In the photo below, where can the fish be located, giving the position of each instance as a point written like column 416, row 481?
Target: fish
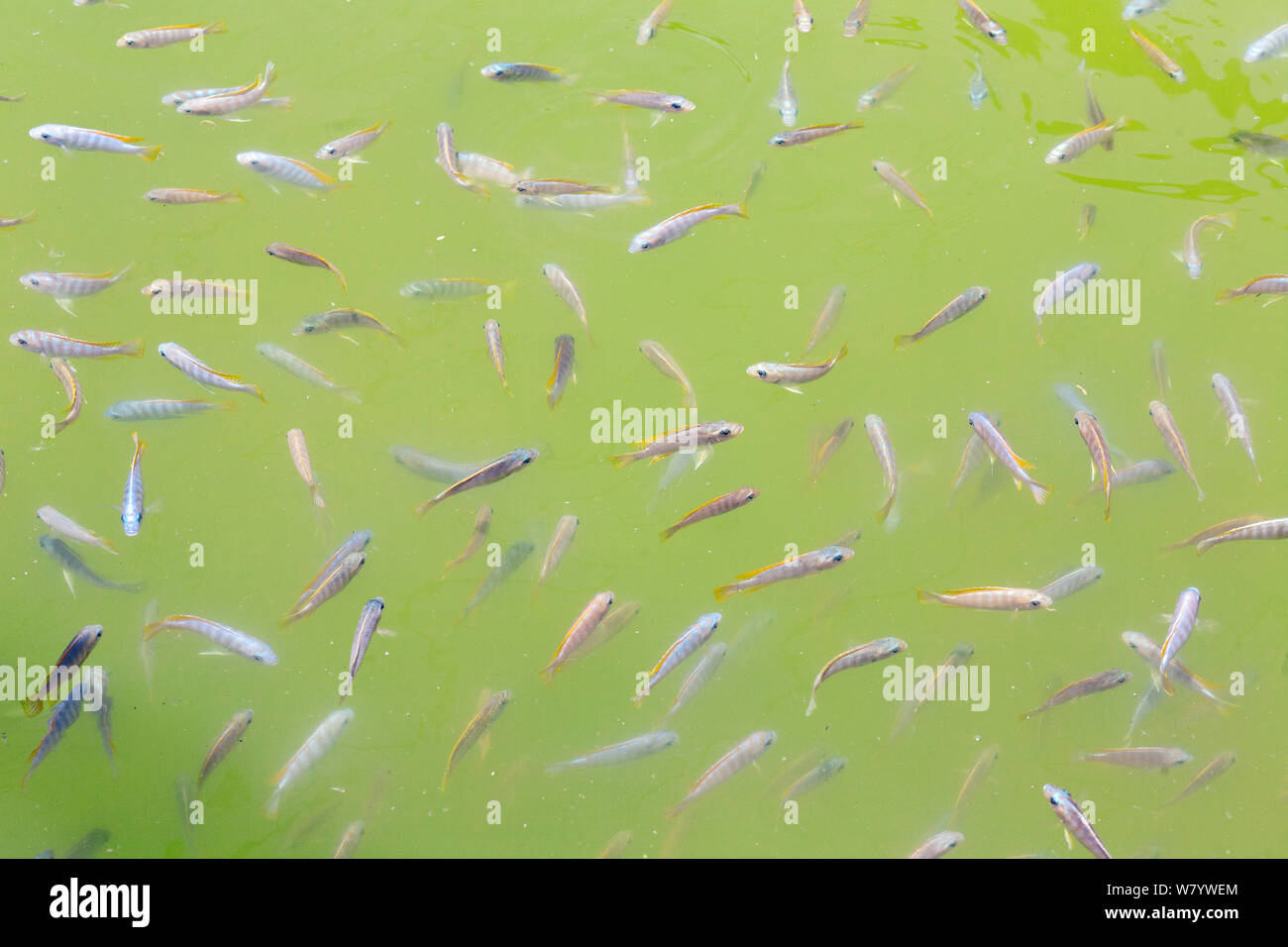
column 369, row 620
column 616, row 754
column 510, row 561
column 1158, row 56
column 524, row 72
column 71, row 138
column 1096, row 684
column 1166, row 424
column 494, row 348
column 938, row 844
column 725, row 502
column 1235, row 418
column 227, row 638
column 884, row 89
column 964, row 303
column 187, row 195
column 699, row 677
column 724, row 768
column 983, row 22
column 811, row 133
column 72, row 565
column 202, row 373
column 132, row 499
column 1267, row 47
column 1073, row 581
column 482, row 522
column 1077, row 145
column 476, row 728
column 690, row 641
column 1140, row 757
column 559, row 543
column 901, row 185
column 160, row 408
column 65, row 347
column 679, row 224
column 785, row 99
column 312, row 750
column 1184, row 617
column 235, row 99
column 854, row 657
column 648, row 29
column 69, row 528
column 224, row 744
column 296, row 367
column 73, row 656
column 688, row 438
column 804, row 565
column 329, row 321
column 1258, row 530
column 489, row 474
column 168, row 35
column 1074, row 821
column 299, row 451
column 1001, row 450
column 881, row 446
column 640, row 98
column 857, row 18
column 795, row 373
column 292, row 254
column 1219, row 764
column 1189, row 253
column 352, row 144
column 990, row 598
column 286, row 170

### WORK ORDER
Leaving out the pictures, return the records exactly as given.

### OUTPUT FOR THIS TASK
In the photo below, where can the fish be located, giving the position of each instance as a point written like column 416, row 481?
Target: fish
column 369, row 620
column 616, row 754
column 510, row 561
column 1158, row 56
column 524, row 72
column 71, row 138
column 1096, row 684
column 1166, row 424
column 494, row 348
column 938, row 844
column 725, row 502
column 1235, row 418
column 227, row 638
column 884, row 89
column 964, row 303
column 187, row 195
column 699, row 677
column 724, row 768
column 983, row 22
column 811, row 133
column 72, row 565
column 202, row 373
column 132, row 499
column 1267, row 47
column 1073, row 581
column 482, row 522
column 1077, row 145
column 476, row 728
column 690, row 641
column 1140, row 757
column 559, row 543
column 901, row 185
column 160, row 408
column 65, row 347
column 679, row 224
column 785, row 99
column 312, row 750
column 1184, row 617
column 235, row 99
column 854, row 657
column 648, row 29
column 69, row 528
column 224, row 744
column 296, row 367
column 73, row 656
column 688, row 438
column 804, row 565
column 329, row 321
column 1258, row 530
column 489, row 474
column 168, row 35
column 1074, row 821
column 299, row 451
column 1001, row 450
column 881, row 446
column 640, row 98
column 857, row 18
column 795, row 373
column 292, row 254
column 1219, row 764
column 1189, row 253
column 352, row 144
column 990, row 598
column 286, row 170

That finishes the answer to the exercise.